LISTED RECORDS =
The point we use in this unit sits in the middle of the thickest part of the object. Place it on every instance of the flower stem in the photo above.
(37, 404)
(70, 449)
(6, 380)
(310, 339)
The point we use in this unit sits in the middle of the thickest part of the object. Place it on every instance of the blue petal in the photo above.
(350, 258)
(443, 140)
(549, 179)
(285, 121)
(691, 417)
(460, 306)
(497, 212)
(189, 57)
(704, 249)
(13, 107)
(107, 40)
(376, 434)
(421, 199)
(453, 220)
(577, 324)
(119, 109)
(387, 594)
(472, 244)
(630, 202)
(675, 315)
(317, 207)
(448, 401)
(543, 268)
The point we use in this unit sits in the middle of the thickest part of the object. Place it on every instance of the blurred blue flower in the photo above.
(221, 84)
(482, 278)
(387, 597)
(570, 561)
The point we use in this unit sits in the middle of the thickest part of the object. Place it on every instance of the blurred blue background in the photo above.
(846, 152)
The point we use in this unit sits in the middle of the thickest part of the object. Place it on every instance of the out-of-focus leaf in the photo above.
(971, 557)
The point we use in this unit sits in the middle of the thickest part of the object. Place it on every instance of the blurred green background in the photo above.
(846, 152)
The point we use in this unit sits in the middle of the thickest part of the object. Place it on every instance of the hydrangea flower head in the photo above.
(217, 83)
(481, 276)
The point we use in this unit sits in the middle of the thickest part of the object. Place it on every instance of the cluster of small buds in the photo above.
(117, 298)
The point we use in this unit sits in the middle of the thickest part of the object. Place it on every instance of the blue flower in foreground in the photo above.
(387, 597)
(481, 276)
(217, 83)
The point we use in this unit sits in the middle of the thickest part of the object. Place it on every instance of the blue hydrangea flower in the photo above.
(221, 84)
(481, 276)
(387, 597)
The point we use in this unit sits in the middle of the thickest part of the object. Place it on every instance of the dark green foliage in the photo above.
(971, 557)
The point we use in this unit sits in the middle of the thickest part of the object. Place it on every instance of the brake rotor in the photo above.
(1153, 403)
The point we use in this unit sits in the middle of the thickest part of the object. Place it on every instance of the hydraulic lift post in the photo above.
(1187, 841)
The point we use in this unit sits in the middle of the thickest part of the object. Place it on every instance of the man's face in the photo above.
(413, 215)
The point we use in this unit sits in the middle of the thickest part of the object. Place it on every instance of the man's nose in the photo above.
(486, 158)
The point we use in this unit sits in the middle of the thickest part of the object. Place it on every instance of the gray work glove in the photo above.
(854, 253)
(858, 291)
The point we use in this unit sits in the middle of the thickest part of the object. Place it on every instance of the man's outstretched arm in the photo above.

EXERCISE INSTRUCTIONS = Quote each of the records above word for word, from the first through the last.

FULL ANSWER =
The point we use in this unit sits in the middle of the thickest part of the object. Place it on every instance of the flower stem in the photo above.
(37, 404)
(70, 449)
(6, 380)
(310, 339)
The point we use in this unit sits in the middle of the thickest part of the object. Place it on every instance of the blue petal in the photo above.
(350, 258)
(443, 140)
(549, 179)
(285, 121)
(691, 417)
(460, 306)
(497, 212)
(189, 57)
(704, 249)
(13, 107)
(107, 40)
(376, 434)
(421, 199)
(453, 220)
(577, 324)
(119, 109)
(387, 594)
(472, 244)
(630, 202)
(675, 315)
(317, 207)
(448, 401)
(543, 268)
The point we use in this unit sits in the middle of the thickest part of the object. Place it on every instance of the blurred blue flower in the photo above.
(221, 84)
(482, 278)
(387, 597)
(570, 561)
The point we use in this unit sits in the middle of the thickest part of the object. Place it on every instance of the blurred blue background in the photo above.
(846, 152)
The point we use in this unit sits in the middle of the thickest part of the object. Place it on every instance of the out-of-focus leaf in the photo above.
(971, 557)
The point we use in this unit sits in the middle of the thickest part of the object. Place it on every instance of the blurred green background in the photo above.
(846, 152)
The point we use in this unit sits in the middle of the thickest part of the object. Place it on every instance of the hydrangea flower head in the photo above.
(217, 83)
(481, 276)
The point we use in this unit sits in the middle of the thickest part of the object. Place it on every instance of the cluster of small buds in the photo above.
(117, 298)
The point we use in this unit sits in the middle of the thickest part of the object. Place it on every instance of the blue flower in foreground in the photo above.
(387, 597)
(481, 276)
(217, 83)
The point we use in this unit sits in the middle of the thickest part of the object. Place it on every instance of the blue hydrangea flower in the photo above.
(221, 84)
(481, 276)
(387, 597)
The point we use in this unit sits in the middle of the thickest part of the object. Place it on every instance of the dark green foliage in the photo above.
(971, 557)
The point we use in this unit sits in the middle of the thickest part of the object. Place it on every instance of the brake rotor in the photo above.
(1153, 403)
The point we use in this unit sits in the middle of the thickest part of the object. Place it on every instance of the hydraulic lift post in the photo above.
(1187, 841)
The point we use in this unit sits in the middle of the thickest part of the object. Place it on every instance of the man's face in the photo above.
(413, 215)
The point we use in this unit sits in the middle of the thickest part of the object. Place it on every instance of the man's nose in the photo above.
(486, 158)
The point we use in this unit sits in the middle of the thickest part of the object. Place it on every instance of the gray work glove in the photo above.
(854, 253)
(858, 291)
The point we use in this unit sits in the middle of the thickest part of the object. Place it on every instance of the man's outstretched arm in the photo above.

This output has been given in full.